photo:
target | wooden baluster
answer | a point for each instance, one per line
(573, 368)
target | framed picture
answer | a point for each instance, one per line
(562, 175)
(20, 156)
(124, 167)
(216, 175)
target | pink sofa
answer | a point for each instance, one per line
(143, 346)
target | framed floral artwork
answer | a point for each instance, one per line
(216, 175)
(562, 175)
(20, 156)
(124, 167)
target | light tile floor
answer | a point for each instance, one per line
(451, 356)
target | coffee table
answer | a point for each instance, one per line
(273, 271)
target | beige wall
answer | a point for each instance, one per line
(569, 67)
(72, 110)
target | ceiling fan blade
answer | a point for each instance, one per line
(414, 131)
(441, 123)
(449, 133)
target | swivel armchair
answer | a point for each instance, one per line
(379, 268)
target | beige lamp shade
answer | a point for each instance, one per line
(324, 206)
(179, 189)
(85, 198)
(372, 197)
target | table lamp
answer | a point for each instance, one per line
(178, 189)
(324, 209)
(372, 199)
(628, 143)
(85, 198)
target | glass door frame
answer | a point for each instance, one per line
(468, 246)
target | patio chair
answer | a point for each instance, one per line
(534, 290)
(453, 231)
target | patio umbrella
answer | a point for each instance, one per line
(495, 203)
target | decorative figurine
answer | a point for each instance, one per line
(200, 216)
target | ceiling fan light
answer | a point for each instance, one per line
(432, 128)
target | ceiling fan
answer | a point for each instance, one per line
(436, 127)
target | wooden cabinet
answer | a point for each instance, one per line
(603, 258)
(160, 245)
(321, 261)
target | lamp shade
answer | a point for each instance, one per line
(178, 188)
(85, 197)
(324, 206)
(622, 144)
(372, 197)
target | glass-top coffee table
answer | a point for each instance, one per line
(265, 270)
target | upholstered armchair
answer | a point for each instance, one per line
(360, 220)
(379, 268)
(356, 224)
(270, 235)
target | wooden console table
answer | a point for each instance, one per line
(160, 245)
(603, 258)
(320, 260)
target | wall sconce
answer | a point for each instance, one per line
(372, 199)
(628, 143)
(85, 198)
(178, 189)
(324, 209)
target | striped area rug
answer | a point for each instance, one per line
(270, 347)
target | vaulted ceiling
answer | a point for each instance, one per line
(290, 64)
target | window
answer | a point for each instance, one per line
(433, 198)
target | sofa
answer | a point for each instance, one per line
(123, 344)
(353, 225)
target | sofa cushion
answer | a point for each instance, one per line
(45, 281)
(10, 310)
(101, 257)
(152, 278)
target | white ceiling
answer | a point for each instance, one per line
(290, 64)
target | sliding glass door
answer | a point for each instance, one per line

* * * *

*REQUIRED WORK*:
What lines above contain "lamp"? Copy them out.

*SOLUTION TO THIS PROBLEM*:
target | beige lamp shade
target | table lamp
target | lamp shade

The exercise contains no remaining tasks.